**Excerpted text:**
I am writing this letter because of my husband's health issues and declining quality of life. He is 74 years old and has chronic back pain.

To the Editor:
I am writing this letter because of my husband’s health issues and declining quality of life. He is 74 years old and has chronic back pain.
After trying physical therapy and chiropractic therapy, which did not help his pain, Ron saw a surgeon who did not recommend surgery because of the dangers involved.
After reviewing my husband’s MRI and other documentation, the physician at the VA Center in Petersburg prescribed oxycodone for Ron’s pain. Ron was prescribed three 10MG pills a day. Even though he still has some pain, Ron was able to continue driving to see his Medicare clients to fit them for diabetic shoes and participating in a normal life for someone his age.
I realize that there is an opioid problem in our country. What I do not understand is why veterans who do not abuse the medicine must suffer. Ron has been told that all veterans will lose their pain meds. What amazes me is that no alternatives are provided. The impression that I have is that the VA does not care. What are these men to do?
While Ron was in the Air Force, my husband served in the Presidential Honor Guard during the Kennedy, Johnson administrations. After his left foot started giving him problems from the marching, Ron served at the Pentagon. He did have a top secret clearance and often drove General Lemay to Senate Foreign Relations meetings on the Hill.
After his honorable discharge from the service, Ron has spent the rest of his life in sales and has owned his own business.  I have a master’s degree from West Virginia University. I am a retired school teacher. We are not drug abusers.

**Study material:**
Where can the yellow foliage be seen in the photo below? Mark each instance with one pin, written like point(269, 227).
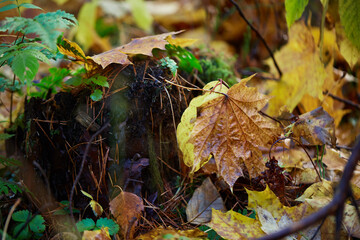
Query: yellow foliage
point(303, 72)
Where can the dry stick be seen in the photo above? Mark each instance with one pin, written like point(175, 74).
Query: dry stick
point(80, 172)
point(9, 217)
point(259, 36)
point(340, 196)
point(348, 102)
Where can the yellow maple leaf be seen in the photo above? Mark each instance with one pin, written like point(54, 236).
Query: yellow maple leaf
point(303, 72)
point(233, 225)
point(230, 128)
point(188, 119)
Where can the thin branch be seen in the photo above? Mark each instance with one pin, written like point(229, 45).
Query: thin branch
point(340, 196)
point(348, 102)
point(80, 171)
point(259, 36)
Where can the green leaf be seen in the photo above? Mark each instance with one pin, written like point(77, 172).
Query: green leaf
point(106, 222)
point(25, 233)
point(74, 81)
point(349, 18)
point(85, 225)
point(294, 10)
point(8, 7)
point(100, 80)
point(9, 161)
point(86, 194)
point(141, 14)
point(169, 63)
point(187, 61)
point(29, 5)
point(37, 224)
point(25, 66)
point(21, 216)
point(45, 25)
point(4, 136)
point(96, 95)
* * *
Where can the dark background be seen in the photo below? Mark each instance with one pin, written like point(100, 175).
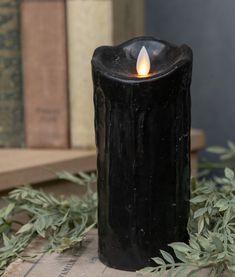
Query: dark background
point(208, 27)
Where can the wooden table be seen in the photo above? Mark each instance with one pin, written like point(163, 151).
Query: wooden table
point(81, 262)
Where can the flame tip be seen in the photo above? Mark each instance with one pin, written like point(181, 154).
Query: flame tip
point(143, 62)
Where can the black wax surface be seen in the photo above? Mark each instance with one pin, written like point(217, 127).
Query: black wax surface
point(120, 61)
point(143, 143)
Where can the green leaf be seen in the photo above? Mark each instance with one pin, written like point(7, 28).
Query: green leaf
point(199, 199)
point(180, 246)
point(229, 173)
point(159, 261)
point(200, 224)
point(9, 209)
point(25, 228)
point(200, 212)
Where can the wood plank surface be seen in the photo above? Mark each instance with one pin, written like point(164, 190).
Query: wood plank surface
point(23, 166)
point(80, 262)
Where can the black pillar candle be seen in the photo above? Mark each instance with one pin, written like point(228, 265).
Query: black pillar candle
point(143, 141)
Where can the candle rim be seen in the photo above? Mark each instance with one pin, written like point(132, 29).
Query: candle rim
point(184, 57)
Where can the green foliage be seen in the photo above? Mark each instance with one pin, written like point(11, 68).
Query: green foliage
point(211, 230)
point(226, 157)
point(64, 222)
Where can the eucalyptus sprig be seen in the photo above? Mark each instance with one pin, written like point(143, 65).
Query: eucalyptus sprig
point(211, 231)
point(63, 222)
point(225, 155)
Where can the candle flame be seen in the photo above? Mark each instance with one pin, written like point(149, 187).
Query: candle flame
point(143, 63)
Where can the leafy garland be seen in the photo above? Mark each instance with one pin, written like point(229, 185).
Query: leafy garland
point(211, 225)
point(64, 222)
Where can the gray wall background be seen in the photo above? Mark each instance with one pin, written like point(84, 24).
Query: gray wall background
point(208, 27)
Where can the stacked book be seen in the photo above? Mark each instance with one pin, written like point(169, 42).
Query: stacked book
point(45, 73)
--
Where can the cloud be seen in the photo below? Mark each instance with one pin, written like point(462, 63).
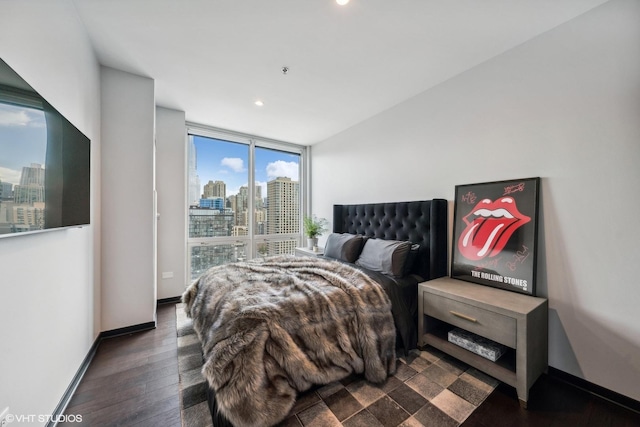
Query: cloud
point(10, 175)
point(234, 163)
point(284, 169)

**Assignment A:** In the letter about a veteran's pain medication, what dose of oxycodone was Ron prescribed?
**Assignment B:** Carry on the letter about a veteran's pain medication from its last sentence.

**Final answer A:** Three 10MG pills a day.

**Final answer B:**
At the VA’s request, Ron did see the pain management people. Again, no alternatives to the meds were suggested except the ones he had already tried. He was required to drive to the VA hospital in Martinsburg, West Virginia, to be evaluated by a psychologist and a doctor. The psychologist was very nice and read Ron’s documentation of his back problems and other reports. The second person would not take the time to read Ron’s medical history documentation. He treated us with little respect. We felt like we were being interrogated. We realize that the questions were asked to evaluate if the pain medicine was being abused. One question was: “Do you run out of meds before the end of the month?” We both answered, “Yes, when they are not sent on time from the VA.” I answered another question, and the doctor very harshly and loudly said, “Would you like to step out to the waiting room?” I told him, “No, but I can keep my mouth shut.” I was shocked at being so disrespected. This person told us he was to evaluate and not make the decision to stop Ron’s medicine.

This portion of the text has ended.